Dataset rows
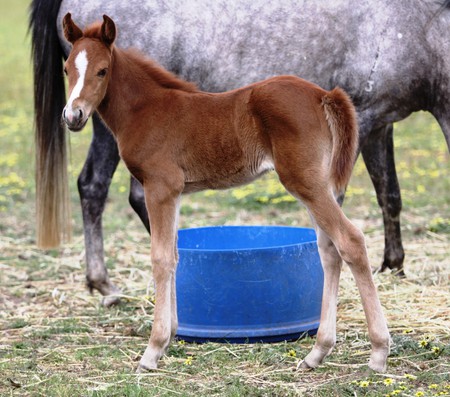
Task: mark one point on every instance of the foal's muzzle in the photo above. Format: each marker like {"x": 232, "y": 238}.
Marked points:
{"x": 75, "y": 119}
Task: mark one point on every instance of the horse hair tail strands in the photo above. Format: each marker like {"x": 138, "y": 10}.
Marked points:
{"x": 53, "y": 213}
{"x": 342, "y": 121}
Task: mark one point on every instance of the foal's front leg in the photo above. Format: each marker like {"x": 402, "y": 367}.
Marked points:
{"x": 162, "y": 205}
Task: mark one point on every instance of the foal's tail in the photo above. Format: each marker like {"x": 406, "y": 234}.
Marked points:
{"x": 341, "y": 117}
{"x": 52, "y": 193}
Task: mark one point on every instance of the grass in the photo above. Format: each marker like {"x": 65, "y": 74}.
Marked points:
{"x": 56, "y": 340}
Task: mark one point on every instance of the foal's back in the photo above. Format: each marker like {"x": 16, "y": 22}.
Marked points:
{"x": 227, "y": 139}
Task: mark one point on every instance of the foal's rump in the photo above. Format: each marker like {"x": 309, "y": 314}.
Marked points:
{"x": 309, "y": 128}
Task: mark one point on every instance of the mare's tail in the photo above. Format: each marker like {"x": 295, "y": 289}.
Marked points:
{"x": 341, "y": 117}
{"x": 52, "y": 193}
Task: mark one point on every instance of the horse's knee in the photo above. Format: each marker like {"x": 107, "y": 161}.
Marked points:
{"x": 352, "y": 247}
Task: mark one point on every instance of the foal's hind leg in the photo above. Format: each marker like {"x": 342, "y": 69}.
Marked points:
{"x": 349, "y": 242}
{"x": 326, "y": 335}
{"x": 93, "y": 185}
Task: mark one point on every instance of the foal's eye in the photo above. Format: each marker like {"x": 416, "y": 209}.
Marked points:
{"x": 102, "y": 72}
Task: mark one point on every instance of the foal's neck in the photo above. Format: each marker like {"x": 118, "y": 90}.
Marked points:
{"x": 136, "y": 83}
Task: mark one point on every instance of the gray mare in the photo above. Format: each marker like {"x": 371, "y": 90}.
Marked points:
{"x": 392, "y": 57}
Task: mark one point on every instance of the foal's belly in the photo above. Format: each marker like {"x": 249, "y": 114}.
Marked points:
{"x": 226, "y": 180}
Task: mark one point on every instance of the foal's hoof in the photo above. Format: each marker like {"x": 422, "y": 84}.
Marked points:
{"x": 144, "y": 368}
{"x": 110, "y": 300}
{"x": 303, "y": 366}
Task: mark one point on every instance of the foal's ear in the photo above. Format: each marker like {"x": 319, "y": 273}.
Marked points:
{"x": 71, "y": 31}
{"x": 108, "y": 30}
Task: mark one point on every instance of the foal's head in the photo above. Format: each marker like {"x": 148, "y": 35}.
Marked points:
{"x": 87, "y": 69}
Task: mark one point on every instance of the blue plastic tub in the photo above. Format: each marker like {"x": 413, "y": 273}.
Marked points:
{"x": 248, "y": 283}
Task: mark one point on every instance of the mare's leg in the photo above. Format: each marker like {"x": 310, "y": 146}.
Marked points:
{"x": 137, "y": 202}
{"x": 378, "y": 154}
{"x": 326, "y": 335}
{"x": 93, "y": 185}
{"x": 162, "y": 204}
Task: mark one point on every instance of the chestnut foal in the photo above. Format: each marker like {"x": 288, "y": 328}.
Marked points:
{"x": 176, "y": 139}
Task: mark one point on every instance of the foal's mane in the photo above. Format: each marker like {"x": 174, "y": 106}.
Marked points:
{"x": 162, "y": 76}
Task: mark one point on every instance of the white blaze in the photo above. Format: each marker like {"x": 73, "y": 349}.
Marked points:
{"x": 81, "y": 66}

* **THE TASK**:
Lay out all of the data above as a JSON list of strings, with one string for each line and no blank lines. Leave out the pictures.

* **THE COMPLETED TASK**:
[
  "Task: mark one point on every instance of the foal's muzzle in the photo above. Format: each marker like {\"x\": 232, \"y\": 238}.",
  "Marked points:",
  "{\"x\": 75, \"y\": 119}",
  "Task: mark one point on every instance of the horse hair tail strands in the photo above. Format: each marker like {\"x\": 138, \"y\": 10}.",
  "Marked points:",
  "{\"x\": 53, \"y\": 213}",
  "{\"x\": 342, \"y\": 121}",
  "Task: mark one point on every instance of the foal's front leg in the photo above. Format: each marker like {\"x\": 402, \"y\": 367}.",
  "Marked points:",
  "{\"x\": 162, \"y\": 205}",
  "Task: mark one point on every instance of the foal's tail in the photo above. Format: each marker like {\"x\": 406, \"y\": 234}.",
  "Marked points:",
  "{\"x\": 341, \"y\": 117}",
  "{\"x\": 52, \"y\": 193}",
  "Task: mark one point on every instance of the grass in the photo above. Format: each marker like {\"x\": 65, \"y\": 74}.",
  "Marked points:",
  "{\"x\": 56, \"y\": 340}",
  "Task: mark one point on every instance of the foal's back in the photo above. Format: each marker like {\"x\": 16, \"y\": 22}.",
  "Marked points:",
  "{\"x\": 227, \"y\": 139}",
  "Task: mark one point on every instance of the foal's rump in the photo above. Format: each marker like {\"x\": 309, \"y\": 314}.",
  "Marked points:",
  "{\"x\": 309, \"y\": 128}",
  "Task: mark one point on every instance of the mare's tail in the photo above. Format: each marker like {\"x\": 295, \"y\": 289}.",
  "Marked points:",
  "{\"x\": 341, \"y\": 117}",
  "{\"x\": 52, \"y\": 193}",
  "Task: mark one point on every instance of the horse's knee in the photo above. Format: each marker like {\"x\": 107, \"y\": 161}.",
  "Marked points:",
  "{\"x\": 352, \"y\": 247}",
  "Task: mark one point on every instance of the foal's hind leg in the photo above. Format: each marker like {\"x\": 342, \"y\": 69}.",
  "Marked points:",
  "{\"x\": 349, \"y\": 242}",
  "{\"x\": 326, \"y\": 335}",
  "{\"x\": 93, \"y\": 185}",
  "Task: mark one point on every instance of the foal's eye in the photo above. Format: each marker like {\"x\": 416, \"y\": 209}.",
  "Marked points:",
  "{\"x\": 102, \"y\": 72}",
  "Task: mark one point on every instance of the foal's neck in the photo above. Format: each marker like {\"x\": 118, \"y\": 90}.",
  "Marked points:",
  "{\"x\": 136, \"y\": 83}",
  "Task: mark one point on every instance of the gray mare in the photo above. Format: each marker like {\"x\": 371, \"y\": 90}.",
  "Marked points:",
  "{\"x\": 392, \"y\": 57}",
  "Task: mark one point on every instance of the foal's belly in the photo above. Format: each marker like {\"x\": 249, \"y\": 114}.",
  "Marked points:",
  "{\"x\": 226, \"y\": 180}",
  "Task: mark one point on every instance of the foal's hoof in the photo above. Format: each marker like {\"x\": 422, \"y\": 84}.",
  "Marked points:",
  "{\"x\": 144, \"y\": 368}",
  "{\"x\": 110, \"y\": 300}",
  "{\"x\": 303, \"y\": 366}",
  "Task: mark one point on every instance of the foal's ear in the photo above. Format: each marker like {\"x\": 319, \"y\": 273}.",
  "Marked points:",
  "{\"x\": 71, \"y\": 31}",
  "{\"x\": 108, \"y\": 30}",
  "Task: mark one point on every instance of the foal's head in the photo above. Format: each marker like {\"x\": 148, \"y\": 35}.",
  "Marked points:",
  "{\"x\": 87, \"y\": 69}",
  "Task: mark one point on every instance of the blue plastic tub in the photo above. Format: each marker like {\"x\": 413, \"y\": 273}.",
  "Marked points:",
  "{\"x\": 248, \"y\": 283}",
  "Task: mark one point on every instance of the mare's leg in the photo above. Format: each marker like {\"x\": 310, \"y\": 146}.",
  "Marked points:",
  "{\"x\": 137, \"y\": 202}",
  "{\"x\": 378, \"y\": 154}",
  "{\"x\": 326, \"y\": 335}",
  "{\"x\": 93, \"y\": 185}",
  "{\"x\": 162, \"y\": 204}",
  "Task: mark one point on every instance of the chestnut foal in the photo above. Format: each marker like {\"x\": 288, \"y\": 328}.",
  "Marked points:",
  "{\"x\": 176, \"y\": 139}",
  "Task: mark one point on every instance of the foal's mane in the photo above. Format: each marker like {\"x\": 174, \"y\": 106}.",
  "Marked points:",
  "{\"x\": 162, \"y\": 76}",
  "Task: mark one point on every instance of the white blaze in the photo above. Format: each marker like {\"x\": 73, \"y\": 349}.",
  "Marked points:",
  "{\"x\": 81, \"y\": 66}"
]